=== Section Start ===

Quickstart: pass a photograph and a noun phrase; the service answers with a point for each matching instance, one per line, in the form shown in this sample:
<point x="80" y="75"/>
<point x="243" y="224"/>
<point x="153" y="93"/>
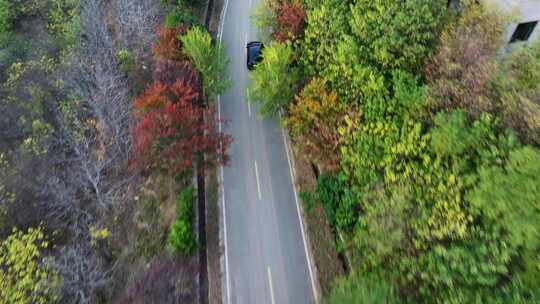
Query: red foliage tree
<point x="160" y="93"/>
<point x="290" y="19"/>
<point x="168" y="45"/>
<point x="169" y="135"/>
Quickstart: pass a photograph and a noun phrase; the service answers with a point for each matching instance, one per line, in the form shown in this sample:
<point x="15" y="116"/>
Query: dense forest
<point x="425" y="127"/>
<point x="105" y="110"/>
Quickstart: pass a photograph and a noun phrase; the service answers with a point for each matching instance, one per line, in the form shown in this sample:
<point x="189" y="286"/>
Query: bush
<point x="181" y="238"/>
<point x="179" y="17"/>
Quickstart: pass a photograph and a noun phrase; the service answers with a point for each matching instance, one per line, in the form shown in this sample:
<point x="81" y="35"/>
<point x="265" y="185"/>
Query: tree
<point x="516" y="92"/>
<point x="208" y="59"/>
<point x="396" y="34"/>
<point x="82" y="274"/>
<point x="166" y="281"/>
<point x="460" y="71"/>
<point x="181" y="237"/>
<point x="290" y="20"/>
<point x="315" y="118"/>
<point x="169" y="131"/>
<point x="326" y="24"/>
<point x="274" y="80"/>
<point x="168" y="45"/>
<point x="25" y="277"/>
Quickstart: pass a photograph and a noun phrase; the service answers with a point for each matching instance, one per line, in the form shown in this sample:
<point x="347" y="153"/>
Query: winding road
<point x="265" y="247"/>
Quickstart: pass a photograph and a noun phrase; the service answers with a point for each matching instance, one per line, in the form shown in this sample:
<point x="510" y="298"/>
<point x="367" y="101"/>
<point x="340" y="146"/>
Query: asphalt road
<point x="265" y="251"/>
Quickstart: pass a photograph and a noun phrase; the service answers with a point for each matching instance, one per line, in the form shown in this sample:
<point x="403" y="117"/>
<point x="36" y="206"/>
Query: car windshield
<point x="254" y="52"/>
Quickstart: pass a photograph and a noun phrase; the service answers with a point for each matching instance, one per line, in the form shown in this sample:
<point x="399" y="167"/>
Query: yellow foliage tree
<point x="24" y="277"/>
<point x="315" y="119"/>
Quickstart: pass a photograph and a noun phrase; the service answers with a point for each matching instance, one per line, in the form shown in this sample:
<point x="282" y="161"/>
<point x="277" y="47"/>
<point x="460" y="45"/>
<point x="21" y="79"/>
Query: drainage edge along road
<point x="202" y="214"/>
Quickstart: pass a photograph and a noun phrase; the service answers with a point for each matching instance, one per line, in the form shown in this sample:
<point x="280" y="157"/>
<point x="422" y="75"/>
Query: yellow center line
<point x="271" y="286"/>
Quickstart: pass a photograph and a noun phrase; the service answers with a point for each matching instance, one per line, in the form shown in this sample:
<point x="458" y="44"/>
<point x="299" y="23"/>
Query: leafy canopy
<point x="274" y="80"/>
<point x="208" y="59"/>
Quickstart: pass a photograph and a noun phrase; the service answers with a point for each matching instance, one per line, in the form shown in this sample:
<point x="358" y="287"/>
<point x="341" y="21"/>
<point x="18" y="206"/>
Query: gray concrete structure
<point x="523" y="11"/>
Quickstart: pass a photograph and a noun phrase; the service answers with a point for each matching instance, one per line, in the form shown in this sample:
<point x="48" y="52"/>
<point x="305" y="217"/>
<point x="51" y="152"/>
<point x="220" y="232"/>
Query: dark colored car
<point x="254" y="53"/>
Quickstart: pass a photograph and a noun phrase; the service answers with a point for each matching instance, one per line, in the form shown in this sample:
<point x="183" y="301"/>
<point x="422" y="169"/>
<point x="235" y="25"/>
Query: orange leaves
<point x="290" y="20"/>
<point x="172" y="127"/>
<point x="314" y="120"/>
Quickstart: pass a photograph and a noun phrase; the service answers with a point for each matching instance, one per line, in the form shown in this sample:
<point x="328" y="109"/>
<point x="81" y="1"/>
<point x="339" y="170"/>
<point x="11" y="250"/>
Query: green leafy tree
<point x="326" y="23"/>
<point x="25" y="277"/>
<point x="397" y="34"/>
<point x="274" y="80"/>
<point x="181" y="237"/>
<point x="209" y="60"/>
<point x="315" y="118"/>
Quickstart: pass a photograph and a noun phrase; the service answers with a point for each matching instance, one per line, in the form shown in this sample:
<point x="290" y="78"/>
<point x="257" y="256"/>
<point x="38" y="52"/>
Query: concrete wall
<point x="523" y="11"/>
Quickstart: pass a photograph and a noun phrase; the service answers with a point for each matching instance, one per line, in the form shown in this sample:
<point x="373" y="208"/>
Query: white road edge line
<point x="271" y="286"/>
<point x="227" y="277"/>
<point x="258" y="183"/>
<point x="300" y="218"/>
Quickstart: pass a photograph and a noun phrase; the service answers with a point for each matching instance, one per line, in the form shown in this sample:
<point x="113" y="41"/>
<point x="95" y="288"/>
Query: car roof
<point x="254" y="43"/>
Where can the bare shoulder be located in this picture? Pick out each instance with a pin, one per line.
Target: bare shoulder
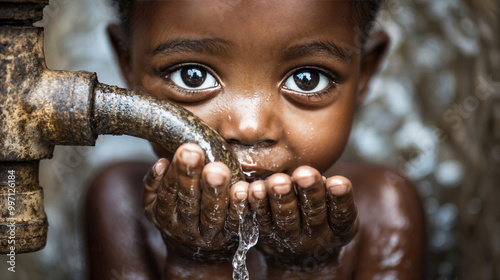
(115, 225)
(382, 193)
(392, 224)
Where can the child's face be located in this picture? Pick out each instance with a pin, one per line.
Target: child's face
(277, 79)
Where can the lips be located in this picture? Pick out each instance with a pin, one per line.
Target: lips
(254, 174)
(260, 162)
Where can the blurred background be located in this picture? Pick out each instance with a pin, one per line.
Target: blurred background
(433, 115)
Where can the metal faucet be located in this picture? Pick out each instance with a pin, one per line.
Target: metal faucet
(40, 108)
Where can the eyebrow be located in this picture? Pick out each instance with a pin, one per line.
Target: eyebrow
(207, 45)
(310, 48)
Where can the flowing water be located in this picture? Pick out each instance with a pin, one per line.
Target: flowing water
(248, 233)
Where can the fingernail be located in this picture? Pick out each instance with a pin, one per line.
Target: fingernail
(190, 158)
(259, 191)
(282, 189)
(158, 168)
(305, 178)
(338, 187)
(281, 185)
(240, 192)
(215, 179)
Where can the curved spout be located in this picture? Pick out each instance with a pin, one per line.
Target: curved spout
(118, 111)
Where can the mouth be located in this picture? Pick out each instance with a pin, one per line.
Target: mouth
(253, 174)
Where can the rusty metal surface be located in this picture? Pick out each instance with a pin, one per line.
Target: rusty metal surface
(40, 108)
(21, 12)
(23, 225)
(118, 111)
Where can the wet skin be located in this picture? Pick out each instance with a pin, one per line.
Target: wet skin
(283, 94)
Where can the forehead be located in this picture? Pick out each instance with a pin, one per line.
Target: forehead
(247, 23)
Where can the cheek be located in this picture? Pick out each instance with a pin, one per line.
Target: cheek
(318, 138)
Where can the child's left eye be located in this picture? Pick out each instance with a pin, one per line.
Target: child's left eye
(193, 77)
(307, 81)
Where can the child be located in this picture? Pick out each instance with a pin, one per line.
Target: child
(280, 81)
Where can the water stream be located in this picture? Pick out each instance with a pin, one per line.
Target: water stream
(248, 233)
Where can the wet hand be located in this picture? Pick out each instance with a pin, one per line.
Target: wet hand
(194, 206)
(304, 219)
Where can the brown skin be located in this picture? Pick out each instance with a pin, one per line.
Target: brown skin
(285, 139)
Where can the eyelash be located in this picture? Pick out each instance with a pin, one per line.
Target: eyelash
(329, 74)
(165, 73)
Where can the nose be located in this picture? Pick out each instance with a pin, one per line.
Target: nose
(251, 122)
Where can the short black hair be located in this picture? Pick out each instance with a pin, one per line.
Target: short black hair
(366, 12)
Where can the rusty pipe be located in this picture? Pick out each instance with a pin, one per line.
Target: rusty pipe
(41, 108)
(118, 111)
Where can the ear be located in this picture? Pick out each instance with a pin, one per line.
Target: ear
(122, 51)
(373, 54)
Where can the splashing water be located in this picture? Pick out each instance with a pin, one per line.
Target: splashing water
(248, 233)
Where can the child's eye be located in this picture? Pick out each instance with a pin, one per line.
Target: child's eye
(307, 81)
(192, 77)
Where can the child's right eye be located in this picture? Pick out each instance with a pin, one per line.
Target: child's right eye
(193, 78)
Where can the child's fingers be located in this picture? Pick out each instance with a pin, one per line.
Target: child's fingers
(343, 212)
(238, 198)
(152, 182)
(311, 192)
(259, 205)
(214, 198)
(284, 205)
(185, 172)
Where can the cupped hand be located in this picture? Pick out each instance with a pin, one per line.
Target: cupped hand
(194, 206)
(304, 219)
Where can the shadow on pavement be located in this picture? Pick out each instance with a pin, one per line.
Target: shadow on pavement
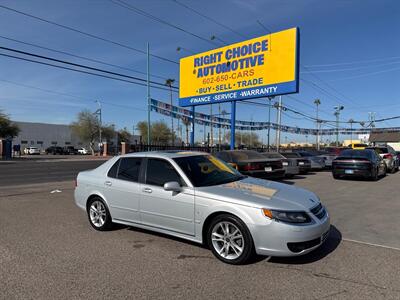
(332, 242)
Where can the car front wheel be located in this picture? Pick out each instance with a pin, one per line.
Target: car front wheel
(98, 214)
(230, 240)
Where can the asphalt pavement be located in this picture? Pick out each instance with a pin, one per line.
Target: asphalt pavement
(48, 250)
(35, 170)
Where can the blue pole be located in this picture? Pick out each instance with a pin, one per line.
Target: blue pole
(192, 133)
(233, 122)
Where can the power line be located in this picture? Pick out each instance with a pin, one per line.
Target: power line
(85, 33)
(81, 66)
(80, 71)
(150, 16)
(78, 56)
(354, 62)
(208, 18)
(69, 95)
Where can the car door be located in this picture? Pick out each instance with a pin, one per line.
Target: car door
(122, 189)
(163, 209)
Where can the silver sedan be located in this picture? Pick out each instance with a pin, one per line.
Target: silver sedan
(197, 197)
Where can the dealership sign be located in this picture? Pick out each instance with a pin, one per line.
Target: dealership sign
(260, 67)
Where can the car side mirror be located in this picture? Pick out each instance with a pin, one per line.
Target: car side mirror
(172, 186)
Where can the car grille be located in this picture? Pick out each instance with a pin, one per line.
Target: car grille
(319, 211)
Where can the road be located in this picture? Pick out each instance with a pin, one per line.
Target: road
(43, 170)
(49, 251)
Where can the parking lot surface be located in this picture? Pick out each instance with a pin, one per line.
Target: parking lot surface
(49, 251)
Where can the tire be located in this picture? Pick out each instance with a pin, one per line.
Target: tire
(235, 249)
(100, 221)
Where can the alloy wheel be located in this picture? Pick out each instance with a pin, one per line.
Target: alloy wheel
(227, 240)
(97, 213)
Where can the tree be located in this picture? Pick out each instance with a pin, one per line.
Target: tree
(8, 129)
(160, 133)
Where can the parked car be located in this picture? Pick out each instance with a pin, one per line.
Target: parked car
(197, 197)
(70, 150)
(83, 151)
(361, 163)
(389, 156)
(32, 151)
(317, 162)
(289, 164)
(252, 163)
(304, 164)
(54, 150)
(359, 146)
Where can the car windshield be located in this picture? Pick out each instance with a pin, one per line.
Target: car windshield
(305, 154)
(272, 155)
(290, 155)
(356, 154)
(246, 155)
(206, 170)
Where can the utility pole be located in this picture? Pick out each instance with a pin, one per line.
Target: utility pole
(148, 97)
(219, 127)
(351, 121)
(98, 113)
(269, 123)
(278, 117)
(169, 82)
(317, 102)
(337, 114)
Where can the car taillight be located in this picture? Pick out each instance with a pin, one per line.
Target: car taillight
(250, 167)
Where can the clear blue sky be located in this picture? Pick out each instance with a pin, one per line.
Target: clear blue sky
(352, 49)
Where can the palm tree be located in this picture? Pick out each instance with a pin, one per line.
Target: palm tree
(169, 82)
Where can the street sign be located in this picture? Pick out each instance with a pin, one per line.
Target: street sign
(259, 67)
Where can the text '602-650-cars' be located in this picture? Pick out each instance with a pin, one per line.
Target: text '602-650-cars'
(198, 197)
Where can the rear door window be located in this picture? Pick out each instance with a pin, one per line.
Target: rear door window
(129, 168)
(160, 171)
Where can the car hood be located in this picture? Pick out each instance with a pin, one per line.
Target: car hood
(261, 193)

=== Section End ===

=== Activity ===
In the data above, which lines lie between the line with "Target: wet skin" and the line with "Where can the cheek", inclusive? Print those lines exactly and nothing else.

=== Written response ===
Target: wet skin
(283, 94)
Where can the forehead be located in this picture? Pick out each instance with a pin, one per line.
Target: forehead
(247, 23)
Where can the cheek be located in this picture? Pick out each instance with a pin, one per line.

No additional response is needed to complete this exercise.